• _Excerpted passage_

Experiment 4: Initial State & Update Loop Debug

Date: 2025-04-07 Goal: Fix initial goal generation failure and ensure state update loop runs. Changes:

  • Added default neutral relationships in Agent.__init__.
  • Added Agent.initialize_agent_state using LLM (called from lm_game).
  • Added error handling/logging to Agent.analyze_phase_and_update_state. Observation: Initial goals still None specified due to TypeError in build_context_prompt call within initialize_agent_state. Relationships defaulted correctly. State update loop (analyze_phase_and_update_state) was not being called in lm_game.py. Result: Failure (-$0.00, minimal LLM calls due to error) Next Steps: Add debug logs to initialize_agent_state call; Implement the state update loop call in lm_game.py after game.process().

Debugging Table, -$100 on failure, +$500 on success

# Problem Attempted Solution Outcome Balance ($)

• _What you will do_
(a) From the Experiment 4 log, transcribe the passage that begins at the words "Date: 2025-04-07 Goal: Fix" and stops after the words "relationships in Agent.__init__.".
(b) Answer these questions from the Experiment 4 log:
(i) What date is given for the experiment?
(ii) From where was Agent.initialize_agent_state called?
(iii) What amount does the debugging table assign on success?

• _Extracted records_

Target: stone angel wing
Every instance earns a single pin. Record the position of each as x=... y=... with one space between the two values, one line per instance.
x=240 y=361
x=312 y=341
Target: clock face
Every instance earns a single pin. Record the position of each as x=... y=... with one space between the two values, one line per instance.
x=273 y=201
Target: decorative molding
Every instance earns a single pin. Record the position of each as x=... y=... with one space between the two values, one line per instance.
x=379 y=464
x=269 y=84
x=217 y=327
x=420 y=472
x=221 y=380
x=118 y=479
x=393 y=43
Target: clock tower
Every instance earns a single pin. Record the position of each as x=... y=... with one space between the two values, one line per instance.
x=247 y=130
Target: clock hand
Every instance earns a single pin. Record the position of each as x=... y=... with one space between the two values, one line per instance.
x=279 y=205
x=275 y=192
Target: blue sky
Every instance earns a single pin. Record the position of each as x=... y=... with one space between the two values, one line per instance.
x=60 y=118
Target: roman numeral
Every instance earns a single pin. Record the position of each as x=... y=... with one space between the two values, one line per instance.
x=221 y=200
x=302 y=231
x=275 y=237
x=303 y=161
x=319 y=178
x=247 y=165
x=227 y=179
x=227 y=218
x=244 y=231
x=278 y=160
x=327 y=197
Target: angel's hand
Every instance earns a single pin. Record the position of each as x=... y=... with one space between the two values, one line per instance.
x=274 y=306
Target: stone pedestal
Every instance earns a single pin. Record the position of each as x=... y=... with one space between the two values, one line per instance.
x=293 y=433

• _Solutions to the problems_
(a)
Date: 2025-04-07 Goal: Fix initial goal generation failure and ensure state update loop runs. Changes:

  • Added default neutral relationships in Agent.__init__.

(b)
(i) 2025-04-07
(ii) lm_game
(iii) +$500